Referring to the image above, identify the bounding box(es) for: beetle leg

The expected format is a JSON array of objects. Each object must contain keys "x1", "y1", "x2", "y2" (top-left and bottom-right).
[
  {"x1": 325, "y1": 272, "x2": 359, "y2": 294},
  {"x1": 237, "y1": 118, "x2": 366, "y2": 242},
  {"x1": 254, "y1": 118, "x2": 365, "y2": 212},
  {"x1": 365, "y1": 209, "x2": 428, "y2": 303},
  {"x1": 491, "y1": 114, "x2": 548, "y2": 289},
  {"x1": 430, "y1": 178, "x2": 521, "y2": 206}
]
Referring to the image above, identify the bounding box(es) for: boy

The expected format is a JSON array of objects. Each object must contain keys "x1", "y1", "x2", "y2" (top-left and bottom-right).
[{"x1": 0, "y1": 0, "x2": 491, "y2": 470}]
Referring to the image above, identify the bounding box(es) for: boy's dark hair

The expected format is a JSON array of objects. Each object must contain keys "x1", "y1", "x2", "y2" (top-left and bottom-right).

------------------------------------------------

» **Exercise prompt**
Switch "top-left" to "upper-left" wherever it occurs in the items, and write all the items out again with nothing else altered.

» **Response**
Referring to the image above, identify the bounding box(es) for: beetle leg

The expected format is a JSON array of objects. Each object must contain keys "x1", "y1", "x2", "y2" (upper-left and bottom-right).
[
  {"x1": 325, "y1": 272, "x2": 359, "y2": 294},
  {"x1": 237, "y1": 118, "x2": 366, "y2": 242},
  {"x1": 254, "y1": 118, "x2": 365, "y2": 212},
  {"x1": 365, "y1": 209, "x2": 428, "y2": 303},
  {"x1": 491, "y1": 114, "x2": 548, "y2": 289},
  {"x1": 430, "y1": 178, "x2": 521, "y2": 206}
]
Referring to the image above, identify the bounding box(es) for: boy

The expected format is a JSON array of objects. Each object must contain keys "x1", "y1", "x2", "y2" (upper-left and bottom-right).
[{"x1": 0, "y1": 0, "x2": 491, "y2": 470}]
Referring to the image above, identify the bounding box(es) for: boy's dark hair

The expected format is a JSON array of objects. Each object must contain keys "x1", "y1", "x2", "y2" (upper-left and bottom-right).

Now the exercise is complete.